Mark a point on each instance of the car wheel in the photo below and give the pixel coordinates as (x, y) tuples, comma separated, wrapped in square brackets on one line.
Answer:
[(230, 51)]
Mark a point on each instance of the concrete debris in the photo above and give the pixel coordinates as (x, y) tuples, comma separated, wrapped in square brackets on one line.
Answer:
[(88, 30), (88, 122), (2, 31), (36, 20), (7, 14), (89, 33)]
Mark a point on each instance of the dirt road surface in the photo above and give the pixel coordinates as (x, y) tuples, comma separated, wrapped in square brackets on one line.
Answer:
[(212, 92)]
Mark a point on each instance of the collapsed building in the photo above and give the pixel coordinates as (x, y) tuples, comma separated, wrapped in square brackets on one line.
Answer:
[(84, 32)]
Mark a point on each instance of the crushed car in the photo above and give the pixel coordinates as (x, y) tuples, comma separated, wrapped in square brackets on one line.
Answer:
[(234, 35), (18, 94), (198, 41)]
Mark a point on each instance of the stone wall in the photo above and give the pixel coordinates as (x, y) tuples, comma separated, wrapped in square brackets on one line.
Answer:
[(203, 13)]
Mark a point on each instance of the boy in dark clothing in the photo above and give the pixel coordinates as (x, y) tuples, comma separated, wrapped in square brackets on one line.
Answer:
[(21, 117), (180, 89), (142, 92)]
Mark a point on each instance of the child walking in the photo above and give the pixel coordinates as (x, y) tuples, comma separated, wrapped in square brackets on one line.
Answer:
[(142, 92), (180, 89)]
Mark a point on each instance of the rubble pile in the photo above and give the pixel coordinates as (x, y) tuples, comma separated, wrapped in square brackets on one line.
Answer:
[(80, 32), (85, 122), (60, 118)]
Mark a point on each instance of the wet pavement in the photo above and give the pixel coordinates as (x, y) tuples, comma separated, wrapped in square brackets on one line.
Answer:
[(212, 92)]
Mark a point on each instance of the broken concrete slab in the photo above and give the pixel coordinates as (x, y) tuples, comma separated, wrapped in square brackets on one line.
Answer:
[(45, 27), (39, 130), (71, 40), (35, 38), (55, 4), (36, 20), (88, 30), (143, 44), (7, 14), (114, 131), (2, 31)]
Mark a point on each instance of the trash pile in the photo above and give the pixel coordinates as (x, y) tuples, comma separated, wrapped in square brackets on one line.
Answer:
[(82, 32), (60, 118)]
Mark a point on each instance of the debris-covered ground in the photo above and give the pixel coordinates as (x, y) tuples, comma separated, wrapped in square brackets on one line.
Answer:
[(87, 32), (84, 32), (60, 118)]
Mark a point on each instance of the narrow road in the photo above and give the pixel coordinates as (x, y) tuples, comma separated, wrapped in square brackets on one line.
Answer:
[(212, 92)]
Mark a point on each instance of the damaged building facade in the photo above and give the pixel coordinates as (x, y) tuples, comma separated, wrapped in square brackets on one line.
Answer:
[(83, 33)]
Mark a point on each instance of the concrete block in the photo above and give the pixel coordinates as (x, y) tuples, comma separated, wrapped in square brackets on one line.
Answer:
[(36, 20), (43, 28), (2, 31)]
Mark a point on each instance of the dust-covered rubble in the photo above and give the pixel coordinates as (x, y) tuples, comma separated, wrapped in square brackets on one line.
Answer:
++++++++++++++++++++
AIM ->
Reproduce the data above, replacing each "photo" with "image" and keeping everything else unchanged.

FULL ANSWER ->
Mark a point on each instance of the car wheel in the image below and give the pixel coordinates as (x, y) tuples, comma separated, wrapped in square brackets on one line.
Answer:
[(230, 51)]
Mark a point on each instance of the concrete debris in the image above and give the pixel coordinates as (x, y) tuples, comma separated, wrapped in square brackets on one line.
Answer:
[(88, 30), (88, 122), (2, 31), (36, 20), (7, 14), (89, 33)]
Mark a point on each instance of the dirt road surface in the image above and give the pixel coordinates as (x, y) tuples, comma separated, wrapped in square brackets on one line.
Answer:
[(212, 92)]
Mark a point on each instance of the collapsed building in the image above and give the pixel coordinates as (x, y) tuples, comma separated, wrapped in square brackets on one line.
Answer:
[(84, 32)]
Mark a point on each instance of the crushed car in the image above and give the pixel coordinates as (x, y) tuples, comma separated, wrapped in square brackets on one line.
Answer:
[(234, 35), (18, 94), (198, 41)]
Mark a point on each instance of the stone wall in the image above and give the pixel coordinates as (x, y) tuples, comma separated, wrapped in square brackets on one line.
Answer:
[(203, 13)]
Mark a point on each instance of the boy in dark clothing in the image above and give the pixel coordinates as (x, y) tuples, comma separated, wrapped in square brackets on one line.
Answer:
[(21, 117), (180, 89), (142, 92)]
Mark a point on each instance of the child walking in the image above and give the pixel coordinates as (x, y) tuples, comma separated, wrapped in square brackets on one line.
Answer:
[(142, 92), (180, 89)]
Mark a point on each instance of the rubble pile in the image above and give the pixel coordinates as (x, y) tuples, comma separated, wrapped in square brackets on one line.
Answer:
[(80, 32), (85, 122), (60, 118)]
Mark a point on each instance of the wet pavement in the image above and give the pixel coordinates as (x, y) tuples, comma separated, wrapped in square brackets on one line.
Answer:
[(212, 92)]
Mark a point on each instance of the broken concrete slab in the image above and give the pixel coordinates as (x, y) tuples, comma separated, wrapped in square brackets on one line.
Answer:
[(45, 27), (39, 130), (71, 40), (35, 38), (55, 4), (36, 20), (88, 30), (143, 44), (7, 14), (114, 131), (2, 31)]
Mark a point on each instance of the trash pile in the image above and give the pixel coordinates as (x, y) tuples, comma separated, wrapped in square brackets on one line.
Answer:
[(82, 32), (60, 118)]
Mark a point on each instance of the debris-covered ground in the image above and give the pixel coordinates as (x, y) tuples, comma separated, wrapped in square brackets on one line.
Answer:
[(87, 32), (84, 32), (60, 118)]
Mark a point on each instance of the narrow road in the image above and give the pixel coordinates as (x, y) tuples, comma separated, wrapped in square brackets on one line.
Answer:
[(212, 92)]
Mark a point on each instance of the damaged building facade in the image above and give the pixel coordinates as (x, y) tuples, comma separated, wrapped in square brackets on one line.
Answer:
[(83, 33)]
Mark a point on each instance of the concrete block in the image above and give the pixel coordinates as (x, y) tuples, comma separated, wrapped in square brackets on one line.
Answer:
[(36, 20), (43, 28), (2, 31)]
Mark a point on each instance of the dust-covered rubble in the image above and give the pixel coordinates as (x, y) tuples, comma separated, wrapped in square brackets on one line.
Answer:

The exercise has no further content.